WRITTEN REQUEST ▸ Repeat word for word the line with "Pin the dark brown" and every line after it until the records below run out.
+++
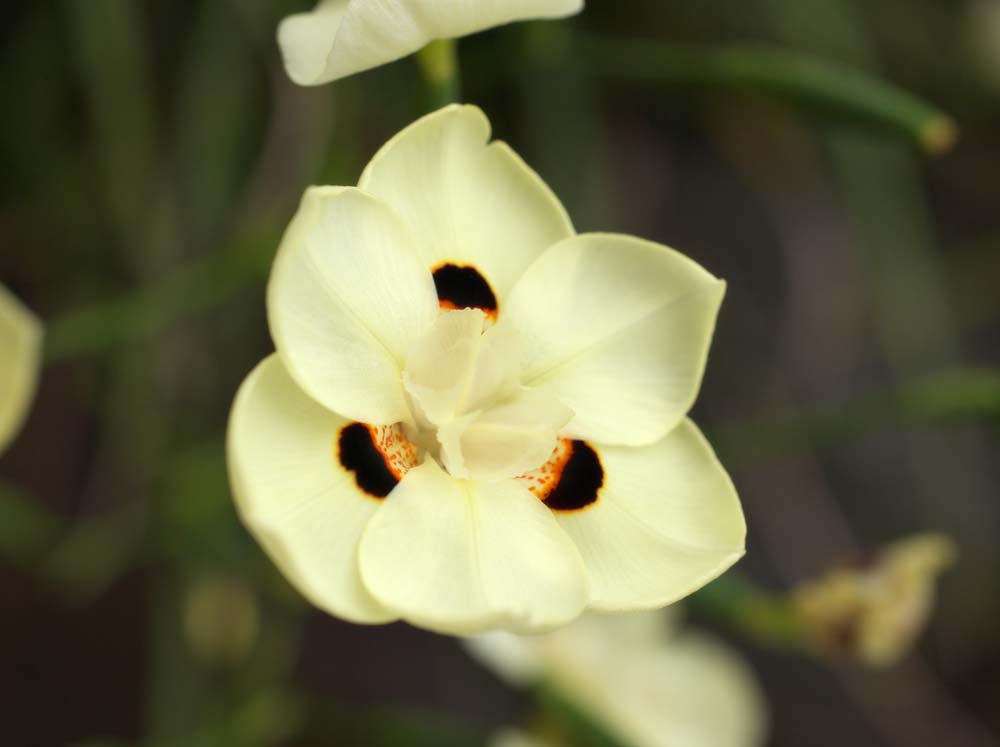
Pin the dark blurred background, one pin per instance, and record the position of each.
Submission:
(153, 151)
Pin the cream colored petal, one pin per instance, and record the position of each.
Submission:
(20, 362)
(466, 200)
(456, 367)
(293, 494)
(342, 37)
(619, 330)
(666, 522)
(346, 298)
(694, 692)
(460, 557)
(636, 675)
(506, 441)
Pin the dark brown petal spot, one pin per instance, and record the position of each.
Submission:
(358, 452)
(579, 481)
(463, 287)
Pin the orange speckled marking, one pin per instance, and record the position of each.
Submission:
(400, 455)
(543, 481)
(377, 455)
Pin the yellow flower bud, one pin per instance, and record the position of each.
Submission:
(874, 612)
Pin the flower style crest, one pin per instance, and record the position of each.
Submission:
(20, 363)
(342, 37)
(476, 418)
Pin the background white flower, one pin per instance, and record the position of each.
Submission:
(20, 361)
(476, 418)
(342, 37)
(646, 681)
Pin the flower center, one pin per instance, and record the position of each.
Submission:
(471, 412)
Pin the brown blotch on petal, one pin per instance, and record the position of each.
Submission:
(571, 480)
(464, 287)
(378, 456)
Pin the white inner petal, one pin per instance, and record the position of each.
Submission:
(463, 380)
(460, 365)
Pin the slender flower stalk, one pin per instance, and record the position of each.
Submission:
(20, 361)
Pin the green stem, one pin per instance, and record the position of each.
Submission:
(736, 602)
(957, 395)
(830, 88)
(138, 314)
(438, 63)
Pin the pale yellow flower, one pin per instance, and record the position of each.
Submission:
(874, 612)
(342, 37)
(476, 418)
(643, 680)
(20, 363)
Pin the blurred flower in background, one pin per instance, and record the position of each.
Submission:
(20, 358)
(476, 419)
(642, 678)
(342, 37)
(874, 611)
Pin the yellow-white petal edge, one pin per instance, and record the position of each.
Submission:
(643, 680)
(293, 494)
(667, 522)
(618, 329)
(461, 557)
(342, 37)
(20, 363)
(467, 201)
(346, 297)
+++
FINISHED TASK ▸
Pin the dark brown petal spot, one pin per instance, and record the position of each.
Submission:
(358, 452)
(579, 481)
(463, 287)
Pin the orange speckled marking, one pin per instance, and record the position of each.
Submission:
(400, 455)
(543, 481)
(377, 455)
Pin the yellow flower bud, one pin per instance, and record the position of each.
Submission:
(874, 612)
Pin the flower style crest, one pin per instance, and record the position of each.
Submission:
(20, 363)
(342, 37)
(476, 418)
Pin the background white flower, one pin per instance, and record the position of each.
Submission:
(20, 361)
(476, 418)
(342, 37)
(646, 681)
Pin the flower center, one pin per instance, and record the position of each.
Submission:
(471, 412)
Pin the brown blotch on petal, one pin per instance, and record the position of each.
Submission:
(571, 480)
(464, 287)
(378, 456)
Pin the white inner petal, one pin per instance, and record the position of each.
Submission:
(463, 380)
(460, 365)
Pin the slender flower stalk, one pin per instance, and record the position of each.
Submission:
(20, 361)
Pin the green stem, one pin per instance, and record the position of each.
Submission:
(736, 602)
(957, 395)
(830, 88)
(138, 314)
(438, 63)
Pin the pale yellow flower, one pin per instance, and record the position of each.
Submission:
(874, 612)
(342, 37)
(476, 418)
(643, 680)
(20, 363)
Pin the blurred flower in background, one pin per instance, and record the position of each.
Submission:
(20, 358)
(476, 419)
(642, 678)
(342, 37)
(874, 611)
Pin the yellow-white petal edge, one pin per instance, and record the position of each.
Submission:
(643, 680)
(293, 494)
(667, 522)
(618, 329)
(461, 557)
(342, 37)
(20, 363)
(467, 201)
(346, 297)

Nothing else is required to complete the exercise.